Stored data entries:
────────────────────
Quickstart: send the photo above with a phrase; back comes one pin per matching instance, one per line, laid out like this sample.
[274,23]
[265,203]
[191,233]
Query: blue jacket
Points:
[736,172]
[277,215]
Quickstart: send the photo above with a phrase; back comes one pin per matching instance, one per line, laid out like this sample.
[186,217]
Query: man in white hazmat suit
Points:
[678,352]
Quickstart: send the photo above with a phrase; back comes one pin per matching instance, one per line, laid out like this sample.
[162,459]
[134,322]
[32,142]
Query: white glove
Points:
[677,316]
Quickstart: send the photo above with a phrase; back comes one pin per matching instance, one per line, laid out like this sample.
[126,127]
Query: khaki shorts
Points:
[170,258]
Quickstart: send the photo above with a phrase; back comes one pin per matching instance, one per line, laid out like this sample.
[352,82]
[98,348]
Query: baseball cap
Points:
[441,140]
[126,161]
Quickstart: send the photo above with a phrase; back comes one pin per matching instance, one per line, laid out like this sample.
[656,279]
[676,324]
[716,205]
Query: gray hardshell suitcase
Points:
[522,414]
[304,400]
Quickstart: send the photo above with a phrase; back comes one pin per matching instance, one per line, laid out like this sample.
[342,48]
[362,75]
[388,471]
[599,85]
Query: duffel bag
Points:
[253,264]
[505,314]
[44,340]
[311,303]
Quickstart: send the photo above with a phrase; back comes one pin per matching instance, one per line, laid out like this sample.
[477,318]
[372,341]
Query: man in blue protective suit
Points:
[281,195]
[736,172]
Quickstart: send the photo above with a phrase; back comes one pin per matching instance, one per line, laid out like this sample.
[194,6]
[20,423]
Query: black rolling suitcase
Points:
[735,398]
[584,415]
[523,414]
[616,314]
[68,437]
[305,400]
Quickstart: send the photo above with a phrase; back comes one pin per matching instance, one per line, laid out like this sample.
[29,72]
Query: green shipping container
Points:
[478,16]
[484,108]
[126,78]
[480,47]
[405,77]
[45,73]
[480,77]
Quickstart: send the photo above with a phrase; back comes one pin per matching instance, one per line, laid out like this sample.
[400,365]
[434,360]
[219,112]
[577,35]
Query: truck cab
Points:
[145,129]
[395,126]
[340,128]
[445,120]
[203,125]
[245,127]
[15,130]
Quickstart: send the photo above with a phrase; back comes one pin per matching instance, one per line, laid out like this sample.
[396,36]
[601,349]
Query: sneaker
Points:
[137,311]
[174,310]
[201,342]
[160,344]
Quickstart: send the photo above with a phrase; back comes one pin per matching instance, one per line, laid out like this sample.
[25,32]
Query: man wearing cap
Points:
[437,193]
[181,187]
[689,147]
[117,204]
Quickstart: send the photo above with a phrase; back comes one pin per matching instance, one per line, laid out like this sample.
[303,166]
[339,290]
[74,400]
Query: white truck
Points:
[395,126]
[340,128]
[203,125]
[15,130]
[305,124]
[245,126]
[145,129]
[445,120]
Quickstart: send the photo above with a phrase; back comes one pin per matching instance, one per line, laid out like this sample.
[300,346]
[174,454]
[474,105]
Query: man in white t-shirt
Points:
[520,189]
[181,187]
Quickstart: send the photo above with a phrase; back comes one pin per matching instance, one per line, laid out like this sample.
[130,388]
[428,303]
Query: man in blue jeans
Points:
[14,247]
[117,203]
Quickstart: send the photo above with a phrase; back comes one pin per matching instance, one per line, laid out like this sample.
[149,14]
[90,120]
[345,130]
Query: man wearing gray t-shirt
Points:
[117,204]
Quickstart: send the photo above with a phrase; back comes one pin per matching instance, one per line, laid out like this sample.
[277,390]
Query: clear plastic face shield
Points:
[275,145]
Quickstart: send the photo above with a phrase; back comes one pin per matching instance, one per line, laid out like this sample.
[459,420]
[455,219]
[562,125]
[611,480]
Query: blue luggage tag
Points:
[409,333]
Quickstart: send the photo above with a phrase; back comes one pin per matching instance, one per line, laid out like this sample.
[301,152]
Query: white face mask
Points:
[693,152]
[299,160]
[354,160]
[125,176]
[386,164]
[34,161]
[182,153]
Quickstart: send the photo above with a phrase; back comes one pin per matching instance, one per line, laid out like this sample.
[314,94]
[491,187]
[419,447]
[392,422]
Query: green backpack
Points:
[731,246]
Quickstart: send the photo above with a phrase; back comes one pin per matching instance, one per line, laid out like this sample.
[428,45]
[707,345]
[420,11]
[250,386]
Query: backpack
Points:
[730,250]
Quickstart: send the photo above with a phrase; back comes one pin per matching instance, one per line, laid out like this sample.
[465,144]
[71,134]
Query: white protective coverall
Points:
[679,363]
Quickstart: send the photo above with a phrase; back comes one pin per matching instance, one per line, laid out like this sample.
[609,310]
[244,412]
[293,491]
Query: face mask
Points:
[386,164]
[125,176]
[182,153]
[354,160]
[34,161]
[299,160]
────────────────────
- **TASK GOAL**: Print the entries above exactly as they were written, down to the last line.

- **WORKED SOLUTION**:
Quickstart: send the photo above with a phrase; back comes one pin per matching instance, one per line, laid out like this sample.
[274,23]
[265,203]
[191,233]
Query: blue jacket
Points:
[736,172]
[277,215]
Quickstart: send the photo above with a phrase; back comes one pin per matching instance, one per line, laid out like this sample.
[186,217]
Query: man in white hazmat suit
Points:
[678,352]
Quickstart: send the photo above with a phrase; back comes one pin per matching instance, one per line, laid out like this sample.
[162,459]
[134,322]
[32,142]
Query: white glove
Points:
[677,316]
Quickstart: send the photo above with a phrase; back comes one pin per matching instance, one per line, laid out like this sample.
[126,127]
Query: khaki shorts
Points:
[170,258]
Quickstart: send the photo above with a phrase; back comes one pin per matching instance, one per line, laid out like this sample.
[352,82]
[98,348]
Query: baseball cap
Points:
[441,140]
[126,161]
Quickstart: send the photo above with a phrase; back comes one pin per matching instance, one per line, laid out like this sample.
[656,279]
[676,324]
[716,205]
Query: gray hardshell suitcase
Points:
[522,414]
[304,400]
Quickstart: send the photo above with a phrase; back comes one pin per matching instance, one per line, laid out like this sample.
[342,48]
[362,75]
[388,471]
[599,85]
Query: duffel bag
Points:
[253,264]
[505,314]
[44,340]
[311,303]
Quickstart: send the photo above with a phrase; back comes one pin per matching instance, one per line, laid out like this sample.
[477,318]
[372,341]
Query: man in blue protective suit
Points:
[281,195]
[736,172]
Quickstart: send the photo above with a phrase; back comes one pin per matching instance, one per line, laid out like this sample.
[194,6]
[20,423]
Query: black rolling suitcase
Points:
[735,398]
[584,415]
[523,414]
[616,314]
[68,437]
[305,400]
Quickstart: send the photo above with a phrase; back comes one pin per matching instance, one per line, laid out like this sample.
[29,72]
Query: green shipping container
Points:
[478,16]
[484,108]
[126,78]
[480,47]
[405,77]
[45,73]
[480,77]
Quickstart: send the photo above with a phrase; back comes one pin per matching instance, one per line, laid out like this sample.
[400,365]
[434,360]
[219,112]
[577,35]
Query: truck cab
Points:
[145,129]
[395,126]
[340,128]
[445,120]
[203,125]
[245,127]
[15,130]
Quickstart: send the photo above with a phrase; back comes one pin per matching instance, one per line, laid out like this sample.
[396,36]
[601,349]
Query: sneaker
Points:
[137,311]
[174,310]
[201,342]
[160,344]
Quickstart: send the photo above with a phrase; back comes one pin per matching instance, one per line, laid out like this sample.
[25,32]
Query: man wearing cap
Points:
[437,193]
[181,187]
[689,147]
[117,204]
Quickstart: send the photo above with a phrase; back comes one pin per matching instance, one per line, laid out like this sample.
[303,166]
[339,290]
[74,400]
Query: white truck
Points:
[395,126]
[340,128]
[203,125]
[15,130]
[305,124]
[245,126]
[145,129]
[445,120]
Quickstart: send the photo above with a phrase; back comes one pin per matching instance, one per line, laid out like this sample.
[300,346]
[174,454]
[474,105]
Query: man in white t-shirt
Points:
[520,189]
[181,187]
Quickstart: send the photo above with a phrase; back comes one pin per matching instance, one per line, laid out like this sample.
[130,388]
[428,303]
Query: man in blue jeans
Points:
[14,247]
[117,203]
Quickstart: send the photo above with a phrase; back comes one pin per matching instance, one per line, laid out like this sample.
[149,14]
[90,120]
[345,130]
Query: man wearing gray t-shirt
Points:
[117,204]
Quickstart: send the photo above with a phrase; back comes one pin per matching instance, one per line, laid out like this sample.
[277,390]
Query: clear plastic face shield
Points:
[275,145]
Quickstart: send the photo above with a phrase; back comes one pin per matching instance, one per line, laid out like this sample.
[459,420]
[455,219]
[562,125]
[611,480]
Query: blue luggage tag
Points:
[409,333]
Quickstart: send the photo above with a phrase; back comes one pin per matching instance, one per line, laid out like this sample.
[301,152]
Query: white face mask
Points:
[693,152]
[299,160]
[354,160]
[125,176]
[386,164]
[34,161]
[182,153]
Quickstart: send the photo above with a phrase; back comes one pin per matching instance, one per line, laid out like this sample.
[314,94]
[491,187]
[419,447]
[392,422]
Query: green backpack
Points:
[731,246]
Quickstart: send the photo above with a phrase; back comes one pin per matching instance, one per line, laid out like this sample.
[428,45]
[707,345]
[420,11]
[250,386]
Query: backpack
Points:
[730,250]
Quickstart: send the photo above with a phrase; back comes one pin per matching instance, one per line, laid out like this sample.
[465,144]
[71,134]
Query: white protective coverall
Points:
[679,363]
Quickstart: send the photo above with a phrase; back comes one pin per matching instance, one per line, laid out like this sample.
[609,310]
[244,412]
[293,491]
Query: face mask
Points:
[386,164]
[125,176]
[182,153]
[354,160]
[34,161]
[299,160]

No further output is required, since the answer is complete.